To do:
**A.** From the passage on sport's self-governance, quote everything from "Sport has long" up to and including "the criminal law.".
**B.** Extend the article on sport's self-governance and the criminal law, picking up right after its final sentence.

Excerpted text Block Start

FIFA Logo and FBI Agents
Monday, 13 July 2015 By Neil Swift

Sport has long considered itself largely able to self-govern, both by sport-specific regulation and with the assistance of various umbrella organisations covering cross-sport and cross-jurisdictional issues: referees are on hand to deal with rule breaches apparent during the course of play; participants can be punished retrospectively for misconduct unnoticed or insufficiently punished during the game; governing bodies administer recognised anti-doping programmes, and sanction those who otherwise contravene the relevant rules of conduct that apply outside the field of play. Only rarely do sports bodies and sportsmen and women find themselves and their conduct examined through the lens of the criminal law.

Excerpted text Block End
Entries provided Block Start

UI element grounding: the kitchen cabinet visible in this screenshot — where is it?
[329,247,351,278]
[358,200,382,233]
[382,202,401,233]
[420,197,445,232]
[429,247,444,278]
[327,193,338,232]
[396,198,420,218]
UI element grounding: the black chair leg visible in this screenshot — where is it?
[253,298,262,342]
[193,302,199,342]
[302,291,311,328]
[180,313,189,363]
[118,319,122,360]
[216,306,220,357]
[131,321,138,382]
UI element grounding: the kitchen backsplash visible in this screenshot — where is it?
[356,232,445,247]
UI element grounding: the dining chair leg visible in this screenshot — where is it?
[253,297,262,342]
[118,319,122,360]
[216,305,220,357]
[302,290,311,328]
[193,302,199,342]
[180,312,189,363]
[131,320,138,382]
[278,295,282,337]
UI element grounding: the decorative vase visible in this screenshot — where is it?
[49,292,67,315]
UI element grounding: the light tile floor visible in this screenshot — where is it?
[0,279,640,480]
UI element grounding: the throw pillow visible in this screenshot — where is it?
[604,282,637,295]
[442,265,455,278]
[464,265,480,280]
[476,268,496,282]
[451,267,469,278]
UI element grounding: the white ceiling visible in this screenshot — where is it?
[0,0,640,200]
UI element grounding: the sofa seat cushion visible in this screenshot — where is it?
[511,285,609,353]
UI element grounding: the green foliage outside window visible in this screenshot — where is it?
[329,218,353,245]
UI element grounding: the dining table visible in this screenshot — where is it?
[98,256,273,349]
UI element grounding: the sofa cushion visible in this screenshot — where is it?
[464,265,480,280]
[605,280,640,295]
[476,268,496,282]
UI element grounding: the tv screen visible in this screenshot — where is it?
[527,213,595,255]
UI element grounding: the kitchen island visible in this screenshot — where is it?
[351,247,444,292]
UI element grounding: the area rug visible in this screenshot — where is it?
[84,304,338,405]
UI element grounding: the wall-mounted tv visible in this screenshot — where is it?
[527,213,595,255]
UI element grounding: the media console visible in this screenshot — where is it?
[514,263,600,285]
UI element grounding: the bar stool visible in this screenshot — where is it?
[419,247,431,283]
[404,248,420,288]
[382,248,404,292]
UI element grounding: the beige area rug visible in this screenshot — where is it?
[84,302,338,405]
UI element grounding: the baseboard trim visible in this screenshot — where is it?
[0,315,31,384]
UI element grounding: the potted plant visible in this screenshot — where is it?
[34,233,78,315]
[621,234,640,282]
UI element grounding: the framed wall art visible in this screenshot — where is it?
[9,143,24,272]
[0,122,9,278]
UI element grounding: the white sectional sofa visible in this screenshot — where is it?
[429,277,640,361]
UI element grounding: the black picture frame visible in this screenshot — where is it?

Entries provided Block End

Answers by item:
**A.**
Sport has long considered itself largely able to self-govern, both by sport-specific regulation and with the assistance of various umbrella organisations covering cross-sport and cross-jurisdictional issues: referees are on hand to deal with rule breaches apparent during the course of play; participants can be punished retrospectively for misconduct unnoticed or insufficiently punished during the game; governing bodies administer recognised anti-doping programmes, and sanction those who otherwise contravene the relevant rules of conduct that apply outside the field of play. Only rarely do sports bodies and sportsmen and women find themselves and their conduct examined through the lens of the criminal law.

**B.**
Commercial pressure to preserve integrity

However, sport is far more than just a game. As a business, it has global reach and immense monetary value. It attracts the interest of the public far more than almost all other businesses. There is ticketing and event management, media and broadcast rights, merchandising and sponsorship, whilst international events often go hand in hand with huge infrastructure projects, often designed to reinforce (or reinvent) the reputation of the host city or country on the world stage. All of this value depends on the integrity both of sporting competition and within the relevant governing organisation itself – a governing body which is considered to be institutionally corrupt fundamentally undermines its mandate to regulate the conduct of others.

In order to protect that integrity, and with it the commercial interests of what are often global corporations and brands, external oversight and regulation are necessary. As we have seen with the recent events surrounding FIFA, there can only be so many newspaper reports and rumours before law enforcement has no option but to see if the smoke leads back to fire.


Criminal investigation

So what of FIFA? Law enforcement agencies in both the US and the Swiss are now conducting criminal investigations into individuals associated with FIFA.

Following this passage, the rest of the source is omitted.